Give the lines of the rows below as a JSON list of strings, one string per line, starting at the beginning of the rows and ending with the line holding "left=755, top=536, right=779, bottom=825", both ends included. Leave out blank lines.

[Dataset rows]
++++
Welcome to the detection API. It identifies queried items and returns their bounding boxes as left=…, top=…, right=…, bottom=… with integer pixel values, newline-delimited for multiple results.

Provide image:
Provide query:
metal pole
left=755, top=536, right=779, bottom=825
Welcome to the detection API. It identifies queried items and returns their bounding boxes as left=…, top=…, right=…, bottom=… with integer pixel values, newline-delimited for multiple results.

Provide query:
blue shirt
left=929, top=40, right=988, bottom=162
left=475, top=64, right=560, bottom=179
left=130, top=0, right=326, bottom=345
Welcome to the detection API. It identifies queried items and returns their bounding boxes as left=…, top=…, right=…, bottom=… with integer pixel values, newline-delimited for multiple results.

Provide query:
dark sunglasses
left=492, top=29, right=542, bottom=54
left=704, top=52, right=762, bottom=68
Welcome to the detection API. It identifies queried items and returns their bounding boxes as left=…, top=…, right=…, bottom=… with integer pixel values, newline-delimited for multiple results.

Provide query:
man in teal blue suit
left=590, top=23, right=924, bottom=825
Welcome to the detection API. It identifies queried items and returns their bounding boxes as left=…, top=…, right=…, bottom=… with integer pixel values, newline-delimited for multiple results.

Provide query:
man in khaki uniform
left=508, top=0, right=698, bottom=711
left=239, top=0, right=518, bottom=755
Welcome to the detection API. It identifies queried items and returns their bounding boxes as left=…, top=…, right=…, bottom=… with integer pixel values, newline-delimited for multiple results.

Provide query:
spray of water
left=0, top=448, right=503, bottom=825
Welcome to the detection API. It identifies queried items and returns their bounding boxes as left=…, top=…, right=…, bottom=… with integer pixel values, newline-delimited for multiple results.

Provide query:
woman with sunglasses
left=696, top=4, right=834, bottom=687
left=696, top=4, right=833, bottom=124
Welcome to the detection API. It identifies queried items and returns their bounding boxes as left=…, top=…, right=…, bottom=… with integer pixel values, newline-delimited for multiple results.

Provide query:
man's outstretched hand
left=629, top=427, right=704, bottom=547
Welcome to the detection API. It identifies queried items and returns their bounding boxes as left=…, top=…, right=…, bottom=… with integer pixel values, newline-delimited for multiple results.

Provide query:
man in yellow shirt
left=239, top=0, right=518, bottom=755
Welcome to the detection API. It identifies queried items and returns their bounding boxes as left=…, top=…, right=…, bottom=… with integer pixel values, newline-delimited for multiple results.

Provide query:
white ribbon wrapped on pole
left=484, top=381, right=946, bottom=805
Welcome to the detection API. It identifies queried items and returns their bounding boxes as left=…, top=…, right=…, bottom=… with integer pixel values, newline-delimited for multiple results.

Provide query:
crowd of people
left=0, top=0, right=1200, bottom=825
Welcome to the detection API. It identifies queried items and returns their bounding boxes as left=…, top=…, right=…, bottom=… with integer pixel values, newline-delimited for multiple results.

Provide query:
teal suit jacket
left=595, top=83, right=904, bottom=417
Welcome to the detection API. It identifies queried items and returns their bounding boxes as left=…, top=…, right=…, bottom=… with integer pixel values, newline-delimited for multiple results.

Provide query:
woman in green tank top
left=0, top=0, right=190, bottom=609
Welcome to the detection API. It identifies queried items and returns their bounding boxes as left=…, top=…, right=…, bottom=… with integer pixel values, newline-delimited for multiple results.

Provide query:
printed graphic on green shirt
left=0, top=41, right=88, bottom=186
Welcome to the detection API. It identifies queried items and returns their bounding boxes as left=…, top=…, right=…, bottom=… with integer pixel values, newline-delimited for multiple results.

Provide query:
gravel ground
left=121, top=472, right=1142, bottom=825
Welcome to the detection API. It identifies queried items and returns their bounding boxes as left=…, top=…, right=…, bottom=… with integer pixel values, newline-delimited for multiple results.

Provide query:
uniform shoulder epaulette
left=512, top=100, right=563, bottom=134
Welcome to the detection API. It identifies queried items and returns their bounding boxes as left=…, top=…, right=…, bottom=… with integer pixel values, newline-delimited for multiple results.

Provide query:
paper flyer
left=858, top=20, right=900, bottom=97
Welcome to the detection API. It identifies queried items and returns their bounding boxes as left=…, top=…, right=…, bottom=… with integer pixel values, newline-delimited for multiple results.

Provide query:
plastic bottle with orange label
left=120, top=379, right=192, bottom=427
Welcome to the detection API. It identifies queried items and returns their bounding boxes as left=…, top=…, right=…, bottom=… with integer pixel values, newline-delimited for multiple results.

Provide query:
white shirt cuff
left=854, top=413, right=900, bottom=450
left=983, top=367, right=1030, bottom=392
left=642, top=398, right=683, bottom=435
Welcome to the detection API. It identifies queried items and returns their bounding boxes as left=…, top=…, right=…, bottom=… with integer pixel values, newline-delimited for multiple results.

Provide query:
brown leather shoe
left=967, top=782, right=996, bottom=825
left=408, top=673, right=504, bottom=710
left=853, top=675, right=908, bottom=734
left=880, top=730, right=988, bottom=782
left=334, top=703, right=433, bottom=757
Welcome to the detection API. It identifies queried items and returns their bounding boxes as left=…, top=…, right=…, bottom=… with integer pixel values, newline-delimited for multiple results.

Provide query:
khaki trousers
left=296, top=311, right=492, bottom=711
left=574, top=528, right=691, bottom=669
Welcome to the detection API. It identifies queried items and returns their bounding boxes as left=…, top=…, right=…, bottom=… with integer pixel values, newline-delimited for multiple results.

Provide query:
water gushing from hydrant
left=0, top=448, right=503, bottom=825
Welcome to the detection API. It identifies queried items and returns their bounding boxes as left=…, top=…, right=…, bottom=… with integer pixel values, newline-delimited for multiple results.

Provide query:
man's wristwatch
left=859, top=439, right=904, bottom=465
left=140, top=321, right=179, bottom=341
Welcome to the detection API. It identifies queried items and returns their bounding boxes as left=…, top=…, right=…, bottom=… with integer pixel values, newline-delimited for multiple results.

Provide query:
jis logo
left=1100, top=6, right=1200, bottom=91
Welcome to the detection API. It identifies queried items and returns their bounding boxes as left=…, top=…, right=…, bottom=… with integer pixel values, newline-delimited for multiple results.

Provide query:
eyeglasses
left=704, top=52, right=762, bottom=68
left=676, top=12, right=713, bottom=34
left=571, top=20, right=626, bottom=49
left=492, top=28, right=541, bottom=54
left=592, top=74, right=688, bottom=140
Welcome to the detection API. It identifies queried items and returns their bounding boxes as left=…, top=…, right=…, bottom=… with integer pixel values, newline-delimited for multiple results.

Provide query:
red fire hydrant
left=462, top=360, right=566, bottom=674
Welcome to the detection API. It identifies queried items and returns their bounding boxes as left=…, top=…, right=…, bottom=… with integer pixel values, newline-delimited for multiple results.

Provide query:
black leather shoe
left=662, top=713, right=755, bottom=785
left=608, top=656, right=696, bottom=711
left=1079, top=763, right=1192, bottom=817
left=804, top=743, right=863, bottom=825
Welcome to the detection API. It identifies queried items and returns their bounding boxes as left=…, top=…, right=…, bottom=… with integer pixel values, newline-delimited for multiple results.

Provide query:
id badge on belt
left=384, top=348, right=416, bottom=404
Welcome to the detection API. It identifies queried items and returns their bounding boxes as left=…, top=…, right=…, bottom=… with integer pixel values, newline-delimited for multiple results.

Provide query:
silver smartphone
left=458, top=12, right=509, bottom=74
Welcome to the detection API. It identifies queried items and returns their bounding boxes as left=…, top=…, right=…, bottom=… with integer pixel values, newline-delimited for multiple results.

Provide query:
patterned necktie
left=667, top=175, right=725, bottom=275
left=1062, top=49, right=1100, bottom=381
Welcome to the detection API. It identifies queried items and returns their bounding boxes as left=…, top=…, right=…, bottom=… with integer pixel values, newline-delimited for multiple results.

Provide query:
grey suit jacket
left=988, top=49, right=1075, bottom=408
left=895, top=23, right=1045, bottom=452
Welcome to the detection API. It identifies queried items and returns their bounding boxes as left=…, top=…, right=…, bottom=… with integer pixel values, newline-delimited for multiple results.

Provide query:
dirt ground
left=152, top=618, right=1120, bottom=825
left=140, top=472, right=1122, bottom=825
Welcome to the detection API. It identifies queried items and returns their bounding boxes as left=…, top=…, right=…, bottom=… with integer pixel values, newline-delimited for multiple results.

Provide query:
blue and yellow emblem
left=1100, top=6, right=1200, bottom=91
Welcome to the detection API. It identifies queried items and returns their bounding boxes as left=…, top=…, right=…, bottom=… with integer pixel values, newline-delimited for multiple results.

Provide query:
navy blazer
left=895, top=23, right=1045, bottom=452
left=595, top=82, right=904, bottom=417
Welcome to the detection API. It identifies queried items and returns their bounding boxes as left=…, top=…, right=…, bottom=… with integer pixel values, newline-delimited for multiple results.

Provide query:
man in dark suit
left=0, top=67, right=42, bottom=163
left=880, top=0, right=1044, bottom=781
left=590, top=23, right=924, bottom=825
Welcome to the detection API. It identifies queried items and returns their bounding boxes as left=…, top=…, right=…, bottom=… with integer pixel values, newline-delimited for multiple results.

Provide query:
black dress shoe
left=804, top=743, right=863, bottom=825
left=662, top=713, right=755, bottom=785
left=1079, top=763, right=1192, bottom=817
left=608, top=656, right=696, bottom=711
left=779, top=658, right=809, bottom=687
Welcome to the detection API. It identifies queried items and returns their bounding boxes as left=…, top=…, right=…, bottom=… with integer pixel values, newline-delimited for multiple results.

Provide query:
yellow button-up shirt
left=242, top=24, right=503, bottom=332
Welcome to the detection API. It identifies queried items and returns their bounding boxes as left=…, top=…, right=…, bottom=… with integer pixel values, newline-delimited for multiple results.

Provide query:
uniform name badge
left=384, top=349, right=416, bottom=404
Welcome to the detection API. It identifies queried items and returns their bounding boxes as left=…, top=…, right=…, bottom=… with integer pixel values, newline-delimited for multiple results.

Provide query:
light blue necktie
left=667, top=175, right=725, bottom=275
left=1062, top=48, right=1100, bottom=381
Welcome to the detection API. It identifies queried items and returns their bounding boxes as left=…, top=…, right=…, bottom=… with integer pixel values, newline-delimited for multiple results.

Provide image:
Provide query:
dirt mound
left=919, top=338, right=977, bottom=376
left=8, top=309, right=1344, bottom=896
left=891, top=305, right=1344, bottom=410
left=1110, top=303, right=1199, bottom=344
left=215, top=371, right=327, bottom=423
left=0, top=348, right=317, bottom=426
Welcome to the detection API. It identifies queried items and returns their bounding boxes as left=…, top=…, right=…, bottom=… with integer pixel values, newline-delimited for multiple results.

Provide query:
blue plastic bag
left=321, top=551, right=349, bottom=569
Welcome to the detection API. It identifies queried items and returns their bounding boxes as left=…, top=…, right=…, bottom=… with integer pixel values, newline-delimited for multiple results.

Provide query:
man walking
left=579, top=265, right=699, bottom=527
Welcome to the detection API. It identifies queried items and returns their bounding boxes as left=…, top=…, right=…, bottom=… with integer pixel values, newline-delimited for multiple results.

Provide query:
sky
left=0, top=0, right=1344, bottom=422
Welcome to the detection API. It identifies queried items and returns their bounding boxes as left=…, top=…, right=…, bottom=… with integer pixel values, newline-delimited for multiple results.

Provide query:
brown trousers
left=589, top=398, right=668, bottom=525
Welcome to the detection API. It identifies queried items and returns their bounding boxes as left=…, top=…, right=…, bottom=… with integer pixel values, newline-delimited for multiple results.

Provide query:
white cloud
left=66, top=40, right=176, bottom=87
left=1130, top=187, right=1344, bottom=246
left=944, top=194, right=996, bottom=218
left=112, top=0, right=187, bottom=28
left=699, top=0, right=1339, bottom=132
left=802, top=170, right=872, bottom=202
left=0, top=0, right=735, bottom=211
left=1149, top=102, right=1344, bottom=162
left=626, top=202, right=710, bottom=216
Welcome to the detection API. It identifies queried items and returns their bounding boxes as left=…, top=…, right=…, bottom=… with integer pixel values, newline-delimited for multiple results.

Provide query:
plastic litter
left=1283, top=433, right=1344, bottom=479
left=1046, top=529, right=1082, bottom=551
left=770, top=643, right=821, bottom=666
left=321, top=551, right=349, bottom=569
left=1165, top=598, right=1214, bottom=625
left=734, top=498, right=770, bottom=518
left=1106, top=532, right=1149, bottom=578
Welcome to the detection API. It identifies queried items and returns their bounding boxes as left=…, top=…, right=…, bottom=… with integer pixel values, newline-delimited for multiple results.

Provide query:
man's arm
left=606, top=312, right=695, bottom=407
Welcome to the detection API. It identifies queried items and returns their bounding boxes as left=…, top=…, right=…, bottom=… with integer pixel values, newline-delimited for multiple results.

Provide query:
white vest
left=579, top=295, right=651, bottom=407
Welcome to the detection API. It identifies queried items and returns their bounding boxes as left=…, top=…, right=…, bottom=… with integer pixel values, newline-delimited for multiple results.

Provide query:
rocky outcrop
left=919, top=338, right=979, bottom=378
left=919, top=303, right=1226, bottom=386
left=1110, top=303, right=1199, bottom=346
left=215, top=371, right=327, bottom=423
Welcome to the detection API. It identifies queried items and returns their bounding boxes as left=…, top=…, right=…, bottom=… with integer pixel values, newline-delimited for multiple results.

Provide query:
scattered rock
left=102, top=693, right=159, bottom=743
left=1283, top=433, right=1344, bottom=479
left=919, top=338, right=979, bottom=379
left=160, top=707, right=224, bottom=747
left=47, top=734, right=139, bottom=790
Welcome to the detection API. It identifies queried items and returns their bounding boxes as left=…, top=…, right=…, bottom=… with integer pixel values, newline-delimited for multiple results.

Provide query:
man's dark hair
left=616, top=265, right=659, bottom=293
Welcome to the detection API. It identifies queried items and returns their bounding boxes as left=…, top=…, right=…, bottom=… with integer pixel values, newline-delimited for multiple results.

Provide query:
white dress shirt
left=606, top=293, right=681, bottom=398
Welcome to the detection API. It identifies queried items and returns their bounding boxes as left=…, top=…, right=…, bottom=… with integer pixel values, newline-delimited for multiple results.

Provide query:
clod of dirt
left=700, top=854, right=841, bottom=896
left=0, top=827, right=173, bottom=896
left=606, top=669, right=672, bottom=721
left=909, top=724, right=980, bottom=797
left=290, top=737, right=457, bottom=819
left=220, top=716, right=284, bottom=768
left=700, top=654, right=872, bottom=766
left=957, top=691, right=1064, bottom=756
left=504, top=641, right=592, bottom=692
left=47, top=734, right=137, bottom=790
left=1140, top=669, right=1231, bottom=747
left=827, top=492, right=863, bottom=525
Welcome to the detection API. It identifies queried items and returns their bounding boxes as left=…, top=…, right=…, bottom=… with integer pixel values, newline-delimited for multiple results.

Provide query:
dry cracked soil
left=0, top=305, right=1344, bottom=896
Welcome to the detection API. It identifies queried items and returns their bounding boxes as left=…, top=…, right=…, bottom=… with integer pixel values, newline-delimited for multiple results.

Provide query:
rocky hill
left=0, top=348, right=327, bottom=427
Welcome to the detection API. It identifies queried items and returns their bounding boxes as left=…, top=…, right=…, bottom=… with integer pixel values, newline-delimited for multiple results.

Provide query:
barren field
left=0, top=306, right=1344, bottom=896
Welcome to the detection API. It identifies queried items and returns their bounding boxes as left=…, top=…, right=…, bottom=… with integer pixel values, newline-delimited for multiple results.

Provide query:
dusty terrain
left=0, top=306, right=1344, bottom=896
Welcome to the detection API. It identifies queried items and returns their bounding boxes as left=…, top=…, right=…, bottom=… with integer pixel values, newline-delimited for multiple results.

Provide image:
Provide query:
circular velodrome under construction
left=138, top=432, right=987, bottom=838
++++
• _Problem solution_:
[
  "Welcome to the detection API. It identifies queried items and returns their bounding boxes as left=…, top=…, right=…, bottom=… with integer pixel values, newline-delimited for multiple results.",
  "Provide image:",
  "Provide query:",
  "metal pole",
  "left=755, top=536, right=779, bottom=825"
]